Exercise set:
1. In the univariate analysis notes, rewrite the passage from "HS.describe().transpose()" up to and including "only one variable.", replacing "simplest" with "most basic".
2. According to the univariate analysis notes, what does "Uni" mean?
3. Please go on with the univariate analysis notes, starting right after their last sentence.

--- Source text Enclosed Below ---

HS.describe().transpose()


### Univariate analysis 

#### Univariate analysis is the simplest form of analyzing data. “Uni” means “one”, so in other words the data has only one variable.


In [None]:
# Performing 1 D Aanlysis of dataset using Distribution plots

sns.FacetGrid(HS, hue="Survival_status_of_person", size=5).map(sns.distplot, "Age_of_the_person").add_legend();

sns.FacetGrid(HS, hue="Survival_status_of_person", size=5).map(sns.distplot, "Year_of_the_operation").add_legend();

sns.FacetGrid(HS, hue="Survival_status_of_person", size=5).map(sns.distplot, "No_of_Axillary_nodes_detected_in_total").add_legend();
plt.show();


#### Observations of 1 D Analysis

- Above grahps with attributes Age_of_the_person & Year_of_the_operation tend to overlap a alot due to which we are unable to make a sense out of data using those.

--- End of Enclosed Source text ---
--- Data provided Enclosed Below ---

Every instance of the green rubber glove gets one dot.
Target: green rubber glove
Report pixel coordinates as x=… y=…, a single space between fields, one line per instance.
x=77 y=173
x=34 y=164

--- End of Enclosed Data provided ---

Expected results:
1.
HS.describe().transpose()


### Univariate analysis 

#### Univariate analysis is the most basic form of analyzing data. “Uni” means “one”, so in other words the data has only one variable.

2. "Uni" means "one."

3.
- The axillary nodes is the most important feature to predict the survival status after 5 years as their is less overlap of graphs. Roughly the survival rate is extremely high for patients having less than 3 axillary nodes.

In [None]:
Survived=HS.loc[HS['Survival_status_of_person']==1]
Not_Survived=HS.loc[HS['Survival_status_of_person']==2]

In [None]:
# Performing 1 D Aanlysis of dataset using CDF

for i in ["Age_of_the_person","Year_of_the_operation","No_of_Axillary_nodes_detected_in_total"]:
    counts, bin_edges = np.histogram(Survived[i], bins=10,density = True)
    pdf = counts/(sum(counts))
    print(pdf);
    print(bin_edges);
    cdf = np.cumsum(pdf)
    plt.plot(bin_edges[1:],pdf,ls='dotted',label='surv1_pdf')
    plt.plot(bin_edges[1:], cdf,ls='--',label='surv1_cdf')
    plt.xlabel(i)
    plt.legend()
    
    counts, bin_edges = np.histogram(Not_Survived[i], bins=10,density = True)
    pdf = counts/(sum(counts))
    print(pdf);
    print(bin_edges);
    cdf = np.cumsum(pdf)
    plt.plot(bin_edges[1:],pdf,label='surv2_pdf')
    plt.plot(bin_edges[1:], cdf,label='surv2_cdf')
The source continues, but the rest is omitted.